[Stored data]
---------------
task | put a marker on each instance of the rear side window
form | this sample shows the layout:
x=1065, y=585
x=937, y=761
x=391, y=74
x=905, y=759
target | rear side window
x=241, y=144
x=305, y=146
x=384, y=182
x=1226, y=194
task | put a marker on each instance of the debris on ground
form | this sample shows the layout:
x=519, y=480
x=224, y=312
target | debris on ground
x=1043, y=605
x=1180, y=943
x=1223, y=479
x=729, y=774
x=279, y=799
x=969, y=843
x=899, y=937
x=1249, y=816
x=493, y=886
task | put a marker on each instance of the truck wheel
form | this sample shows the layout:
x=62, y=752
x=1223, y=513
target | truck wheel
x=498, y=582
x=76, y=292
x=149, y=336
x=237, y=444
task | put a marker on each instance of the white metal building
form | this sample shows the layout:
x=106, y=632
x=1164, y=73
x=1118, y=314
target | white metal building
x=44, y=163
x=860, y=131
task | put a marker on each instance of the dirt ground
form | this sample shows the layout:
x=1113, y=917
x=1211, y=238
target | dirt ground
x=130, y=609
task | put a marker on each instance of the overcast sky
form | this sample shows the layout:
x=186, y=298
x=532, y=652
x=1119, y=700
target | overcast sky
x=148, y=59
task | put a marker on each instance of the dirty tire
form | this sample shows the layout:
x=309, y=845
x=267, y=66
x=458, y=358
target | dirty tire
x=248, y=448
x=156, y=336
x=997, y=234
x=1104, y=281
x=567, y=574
---------------
**WHAT IS ASKED**
Can you reproduce every line of the stored data above without any changes?

**OUTPUT FOR THIS EXERCISE**
task | put a marker on each instance of the rear side window
form | this sample shows the layout:
x=1065, y=585
x=937, y=761
x=391, y=74
x=905, y=759
target | rear side window
x=241, y=144
x=305, y=146
x=384, y=182
x=1226, y=194
task | put a marker on each instance of the debris on ground
form | this sample shows the layout:
x=519, y=480
x=224, y=312
target | debris on ground
x=1043, y=605
x=1180, y=943
x=1223, y=479
x=729, y=774
x=279, y=799
x=969, y=843
x=899, y=937
x=1249, y=816
x=493, y=886
task | put a marker on each instance of the truck wheel
form | this sample shows the layout:
x=62, y=752
x=1223, y=513
target | truck wheel
x=498, y=582
x=76, y=292
x=149, y=336
x=237, y=444
task | put a marker on each instance of the white metal building
form | this sample shows the layout:
x=106, y=632
x=1164, y=73
x=1118, y=314
target | white metal building
x=44, y=163
x=860, y=131
task | put a marker on each instance of the dirt ground
form | this sample shows the layout:
x=1113, y=917
x=1211, y=238
target | dirt ground
x=130, y=609
task | put a marker on each instance of the overcast sky
form | this sample shows the layout:
x=186, y=298
x=532, y=652
x=1119, y=700
target | overcast sky
x=148, y=59
task | put a marker on each instance of the dirty tire
form | this sample shows the layout:
x=309, y=845
x=267, y=66
x=458, y=358
target | dirty tire
x=248, y=448
x=156, y=336
x=997, y=234
x=1104, y=281
x=567, y=574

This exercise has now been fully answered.